Assignment: Leaving pictures aside, set down each line exactly, from the first line of the data to the line with "Target: rider on horse statue", both included.

Data for this task:
※
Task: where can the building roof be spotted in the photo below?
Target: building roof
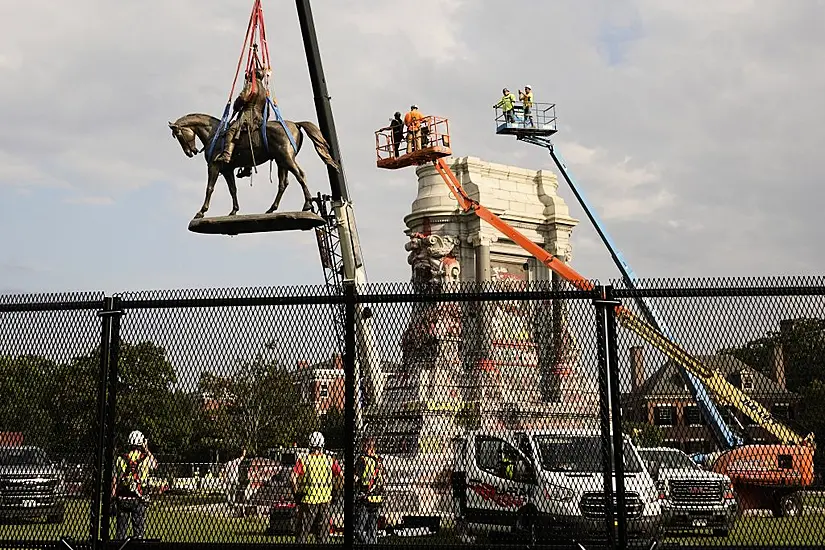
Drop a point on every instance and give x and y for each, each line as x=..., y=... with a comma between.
x=667, y=381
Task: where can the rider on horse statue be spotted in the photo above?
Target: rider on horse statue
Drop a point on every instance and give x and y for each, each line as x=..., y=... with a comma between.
x=250, y=102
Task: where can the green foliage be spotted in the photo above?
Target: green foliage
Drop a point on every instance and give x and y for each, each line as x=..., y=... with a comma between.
x=803, y=345
x=258, y=407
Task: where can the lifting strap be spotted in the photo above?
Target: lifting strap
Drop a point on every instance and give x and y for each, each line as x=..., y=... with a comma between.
x=253, y=62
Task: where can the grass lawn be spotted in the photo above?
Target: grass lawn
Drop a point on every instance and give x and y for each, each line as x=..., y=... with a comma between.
x=769, y=531
x=204, y=519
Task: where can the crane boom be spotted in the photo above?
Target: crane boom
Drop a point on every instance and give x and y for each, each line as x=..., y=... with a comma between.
x=724, y=390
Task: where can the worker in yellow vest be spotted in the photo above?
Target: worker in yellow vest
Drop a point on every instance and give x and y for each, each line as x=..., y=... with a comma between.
x=526, y=98
x=507, y=104
x=313, y=477
x=369, y=487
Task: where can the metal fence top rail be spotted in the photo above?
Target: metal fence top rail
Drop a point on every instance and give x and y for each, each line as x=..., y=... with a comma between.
x=405, y=292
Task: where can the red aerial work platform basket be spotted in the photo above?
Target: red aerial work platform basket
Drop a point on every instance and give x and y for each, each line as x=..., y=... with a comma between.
x=435, y=143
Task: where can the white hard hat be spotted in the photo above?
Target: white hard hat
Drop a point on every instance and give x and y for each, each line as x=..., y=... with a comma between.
x=136, y=438
x=316, y=439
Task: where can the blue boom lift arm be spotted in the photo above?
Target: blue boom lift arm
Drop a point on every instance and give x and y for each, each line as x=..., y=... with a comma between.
x=725, y=437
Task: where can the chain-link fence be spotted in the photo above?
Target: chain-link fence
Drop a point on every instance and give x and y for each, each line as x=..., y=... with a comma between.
x=677, y=413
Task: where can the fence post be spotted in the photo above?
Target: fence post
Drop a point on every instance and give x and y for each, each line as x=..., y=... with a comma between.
x=100, y=422
x=600, y=303
x=614, y=384
x=349, y=413
x=109, y=354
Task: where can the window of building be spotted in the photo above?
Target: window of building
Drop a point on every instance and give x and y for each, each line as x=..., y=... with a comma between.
x=672, y=443
x=695, y=446
x=664, y=415
x=747, y=380
x=693, y=416
x=782, y=411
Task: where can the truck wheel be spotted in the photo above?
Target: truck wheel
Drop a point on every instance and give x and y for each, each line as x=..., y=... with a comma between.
x=525, y=528
x=56, y=518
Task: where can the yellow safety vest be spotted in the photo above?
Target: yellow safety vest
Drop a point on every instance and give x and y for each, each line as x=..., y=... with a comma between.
x=372, y=478
x=317, y=479
x=507, y=102
x=528, y=99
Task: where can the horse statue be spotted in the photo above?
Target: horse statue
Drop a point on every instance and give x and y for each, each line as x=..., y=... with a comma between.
x=250, y=152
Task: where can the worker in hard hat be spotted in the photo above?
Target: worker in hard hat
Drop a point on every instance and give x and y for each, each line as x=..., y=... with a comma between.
x=369, y=486
x=507, y=103
x=526, y=98
x=413, y=120
x=313, y=477
x=130, y=485
x=397, y=127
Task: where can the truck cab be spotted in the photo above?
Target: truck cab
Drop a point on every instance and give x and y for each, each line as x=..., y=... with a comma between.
x=546, y=483
x=692, y=498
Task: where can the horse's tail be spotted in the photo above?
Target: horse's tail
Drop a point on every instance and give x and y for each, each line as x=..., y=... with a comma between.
x=321, y=145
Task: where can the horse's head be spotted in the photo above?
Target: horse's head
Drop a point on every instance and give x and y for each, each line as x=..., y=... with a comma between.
x=186, y=137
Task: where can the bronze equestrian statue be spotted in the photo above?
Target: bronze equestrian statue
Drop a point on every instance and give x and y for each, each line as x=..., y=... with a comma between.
x=203, y=127
x=250, y=102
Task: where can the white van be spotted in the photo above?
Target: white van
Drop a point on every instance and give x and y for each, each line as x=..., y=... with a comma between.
x=539, y=483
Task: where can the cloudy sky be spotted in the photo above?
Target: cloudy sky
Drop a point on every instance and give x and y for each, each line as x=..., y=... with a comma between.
x=697, y=130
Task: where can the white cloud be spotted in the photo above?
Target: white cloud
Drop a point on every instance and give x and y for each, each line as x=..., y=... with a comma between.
x=91, y=201
x=694, y=128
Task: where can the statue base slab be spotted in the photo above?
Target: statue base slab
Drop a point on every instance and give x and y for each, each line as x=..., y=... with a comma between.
x=256, y=223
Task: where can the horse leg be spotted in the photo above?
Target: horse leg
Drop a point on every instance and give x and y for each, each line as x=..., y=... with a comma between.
x=210, y=186
x=283, y=182
x=293, y=167
x=229, y=176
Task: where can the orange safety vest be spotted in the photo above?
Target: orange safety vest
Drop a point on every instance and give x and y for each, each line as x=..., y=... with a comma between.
x=413, y=120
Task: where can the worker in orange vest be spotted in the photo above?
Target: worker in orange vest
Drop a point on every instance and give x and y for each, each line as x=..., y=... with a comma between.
x=413, y=120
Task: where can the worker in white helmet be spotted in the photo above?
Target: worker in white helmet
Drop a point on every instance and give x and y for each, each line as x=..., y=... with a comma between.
x=413, y=120
x=130, y=485
x=313, y=478
x=526, y=98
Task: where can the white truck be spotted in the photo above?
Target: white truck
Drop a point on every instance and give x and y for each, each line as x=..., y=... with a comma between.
x=692, y=498
x=548, y=484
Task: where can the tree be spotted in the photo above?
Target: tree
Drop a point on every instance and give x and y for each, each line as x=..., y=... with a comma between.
x=28, y=386
x=803, y=348
x=258, y=407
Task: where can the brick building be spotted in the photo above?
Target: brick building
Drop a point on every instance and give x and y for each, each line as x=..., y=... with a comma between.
x=664, y=400
x=322, y=384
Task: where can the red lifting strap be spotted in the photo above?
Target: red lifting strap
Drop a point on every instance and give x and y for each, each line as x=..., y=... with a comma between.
x=256, y=25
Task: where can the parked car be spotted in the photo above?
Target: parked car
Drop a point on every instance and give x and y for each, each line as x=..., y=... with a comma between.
x=31, y=485
x=692, y=498
x=546, y=484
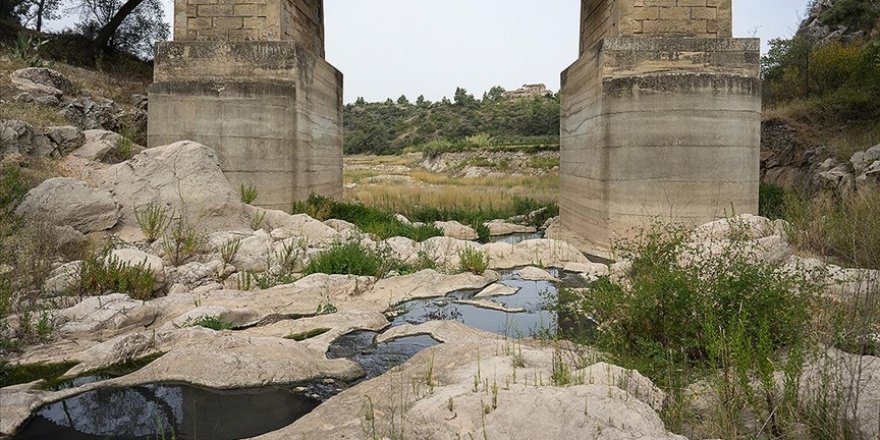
※
Exercise output:
Task: where can the building roof be spotted in the photo below?
Target: building roof
Drop a point on every instance and give x and y for each, each line as x=..., y=... with a comma between.
x=667, y=381
Task: where can the rider on horse statue be spotted in the photo above?
Target: rider on horse statue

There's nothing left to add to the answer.